Instructions to follow | Omit the images. Copy each entry word for word.

[Opening Given entries section]

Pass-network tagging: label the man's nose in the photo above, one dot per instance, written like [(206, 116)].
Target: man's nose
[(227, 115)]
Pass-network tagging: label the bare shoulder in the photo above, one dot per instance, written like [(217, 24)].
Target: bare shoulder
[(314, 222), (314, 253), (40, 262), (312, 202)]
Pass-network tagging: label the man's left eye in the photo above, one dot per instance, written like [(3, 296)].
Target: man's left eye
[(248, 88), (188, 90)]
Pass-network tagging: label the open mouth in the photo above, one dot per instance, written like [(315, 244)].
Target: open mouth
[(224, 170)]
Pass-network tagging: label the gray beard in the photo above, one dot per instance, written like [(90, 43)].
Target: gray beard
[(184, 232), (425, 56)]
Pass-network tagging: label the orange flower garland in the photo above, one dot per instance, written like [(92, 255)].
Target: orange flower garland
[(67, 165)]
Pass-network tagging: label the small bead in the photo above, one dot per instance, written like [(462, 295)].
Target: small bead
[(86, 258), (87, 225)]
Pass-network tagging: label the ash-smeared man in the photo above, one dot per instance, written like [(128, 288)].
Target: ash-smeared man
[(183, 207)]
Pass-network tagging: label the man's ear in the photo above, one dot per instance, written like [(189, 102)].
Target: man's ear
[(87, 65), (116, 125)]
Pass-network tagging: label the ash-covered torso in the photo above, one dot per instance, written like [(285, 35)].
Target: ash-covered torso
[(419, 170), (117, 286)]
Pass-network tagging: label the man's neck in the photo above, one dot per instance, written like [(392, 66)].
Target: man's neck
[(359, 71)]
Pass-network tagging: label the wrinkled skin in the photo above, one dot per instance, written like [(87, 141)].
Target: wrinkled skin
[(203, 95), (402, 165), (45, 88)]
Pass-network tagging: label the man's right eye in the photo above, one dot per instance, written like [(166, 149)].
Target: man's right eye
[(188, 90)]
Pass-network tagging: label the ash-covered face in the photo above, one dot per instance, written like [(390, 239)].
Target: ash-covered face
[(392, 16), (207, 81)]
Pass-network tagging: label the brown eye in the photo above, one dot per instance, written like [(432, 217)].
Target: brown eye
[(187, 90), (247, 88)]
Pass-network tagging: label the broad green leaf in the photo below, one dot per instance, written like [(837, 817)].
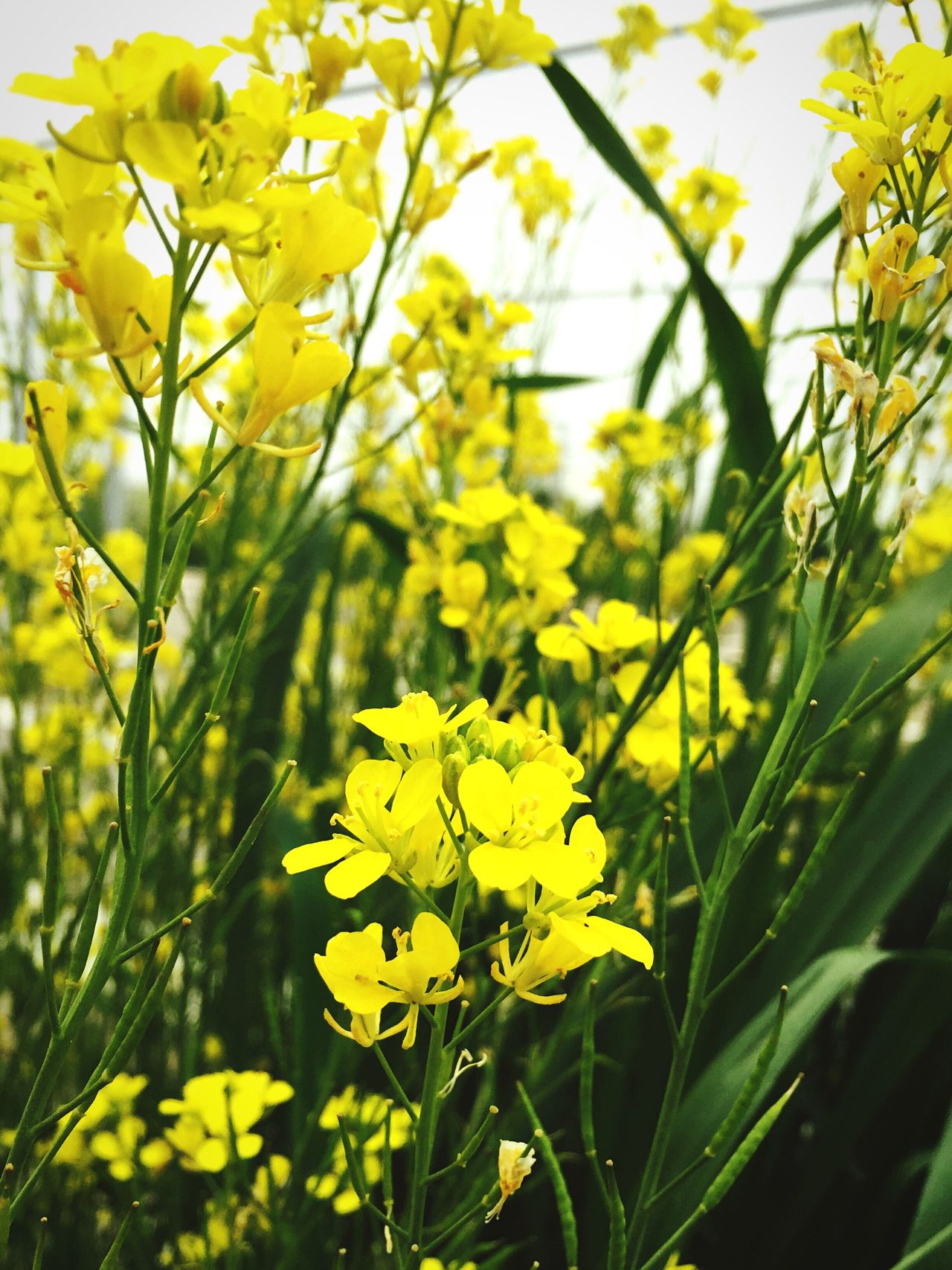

[Closing Given entries section]

Task answer |
Pass-network tagging: label the man's nose in the photo above, one dot per instance, written like [(206, 116)].
Target: man's nose
[(227, 115)]
Pass-network tagging: label the bare shoulder in the photo above, one dot per instance, written like [(217, 24)].
Target: bare shoulder
[(314, 222), (314, 253), (40, 262), (312, 202)]
Pass-network tagging: label the man's left eye in the photo above, one dot per instance, written like [(3, 296)].
Target: man's left eye
[(248, 88), (188, 90)]
Pass-network tagging: label the open mouth in the photo above, one dot per instance, written like [(315, 244)].
Target: open mouth
[(224, 170)]
Pass-network tagging: label the gray beard in the photo above, one dot per instance, written like [(90, 43)].
Target: gray beard
[(184, 232), (425, 56)]
Pass-network tagging: label the orange flower garland in the photo above, one dot per instance, written like [(92, 255)].
Target: orange flower garland
[(67, 165)]
Pass-network tagging: label the small bead in the photo above, one dot per instance, written like [(462, 295)].
Target: small bead
[(86, 258), (87, 225)]
Pass-network tagging: label the ash-smeared man in the photo above, one dot per instance, written like [(128, 288)].
Target: ash-smeared man
[(183, 207)]
Pass-network tagging: label the man's ear in the photo above, one dot per instance, written like [(189, 102)].
Target: man's ear
[(87, 65), (116, 125)]
Pass-network tagging: label the ash-covered torso in the photo above, one dot per instance, written like [(285, 35)].
Target: ash-covered torso
[(419, 170), (117, 286)]
Pass-network tagging: label the man's neck in the photo above, one dot per instance, written like [(392, 66)].
Target: man's neck
[(359, 71)]
Pass-network tagging: label the wrinkled skin in the photo above, one dot per instance, written like [(87, 141)].
Target: wrinkled skin
[(203, 95), (402, 165), (45, 88)]
Pass-network tagging: label the man's right eye in the photo above, one dot per instance, written like [(166, 149)].
Target: man's right eye
[(188, 90)]
Pass-network tagging: label the ash-covered face in the photo above, one dot per instance, written like [(390, 239)].
Target: ash-covered face
[(392, 16), (207, 81)]
Pass-network tagging: label the brown eye in the photo above, one dot per instance, written like [(432, 217)].
Target: brown eye
[(187, 90), (247, 88)]
Pass-network tagging: label the broad green leaf in the photo below, one dot per instance, written like [(837, 817)].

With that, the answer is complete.